___ Data to use

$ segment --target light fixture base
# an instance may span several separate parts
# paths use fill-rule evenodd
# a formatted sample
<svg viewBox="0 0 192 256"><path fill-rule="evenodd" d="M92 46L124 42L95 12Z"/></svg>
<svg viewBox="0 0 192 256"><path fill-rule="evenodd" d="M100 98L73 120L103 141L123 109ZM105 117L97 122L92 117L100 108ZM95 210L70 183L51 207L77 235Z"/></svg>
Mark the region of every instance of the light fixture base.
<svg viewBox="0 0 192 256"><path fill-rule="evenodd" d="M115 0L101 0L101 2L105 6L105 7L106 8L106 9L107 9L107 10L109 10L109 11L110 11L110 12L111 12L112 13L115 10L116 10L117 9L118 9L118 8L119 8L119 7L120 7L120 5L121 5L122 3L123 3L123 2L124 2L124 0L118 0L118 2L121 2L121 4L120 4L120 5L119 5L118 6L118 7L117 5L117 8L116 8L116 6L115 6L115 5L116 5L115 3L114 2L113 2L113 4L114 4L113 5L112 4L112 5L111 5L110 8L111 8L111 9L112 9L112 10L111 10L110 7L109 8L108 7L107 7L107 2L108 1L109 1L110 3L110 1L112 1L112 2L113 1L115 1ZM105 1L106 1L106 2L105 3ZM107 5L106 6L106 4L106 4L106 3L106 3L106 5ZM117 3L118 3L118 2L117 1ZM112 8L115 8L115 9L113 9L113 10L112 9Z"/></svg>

______

(What to work on) Reproduce the entire listing above line for line, with no character changed.

(Problem solution)
$ segment --target light fixture base
# an instance may span several separate parts
# paths use fill-rule evenodd
# a formatted sample
<svg viewBox="0 0 192 256"><path fill-rule="evenodd" d="M92 46L124 42L95 12Z"/></svg>
<svg viewBox="0 0 192 256"><path fill-rule="evenodd" d="M100 98L73 120L103 141L123 109ZM105 117L97 122L92 117L100 108ZM95 210L70 183L51 207L77 235Z"/></svg>
Mark the region of every instance of the light fixture base.
<svg viewBox="0 0 192 256"><path fill-rule="evenodd" d="M115 0L101 0L101 2L105 6L105 7L106 8L106 9L107 9L107 10L109 10L109 11L110 11L110 12L111 12L112 13L115 10L116 10L117 9L118 9L118 8L119 8L119 7L120 7L120 5L121 5L122 3L123 3L123 2L124 2L124 0L118 0L118 2L121 2L121 4L120 4L120 5L119 5L118 6L118 7L117 5L117 8L116 8L116 6L115 6L115 5L116 5L115 3L114 2L113 2L113 4L114 4L113 5L112 4L112 5L111 5L110 8L111 8L111 9L112 9L112 10L111 10L110 7L109 8L108 7L107 7L107 2L108 1L109 1L110 3L110 1L112 1L112 2L113 1L115 1ZM105 1L106 1L106 2L105 3ZM107 5L106 6L106 4L106 4L106 3L106 3L106 5ZM117 3L118 3L118 2L117 1ZM112 8L115 8L115 9L113 9L113 10L112 9Z"/></svg>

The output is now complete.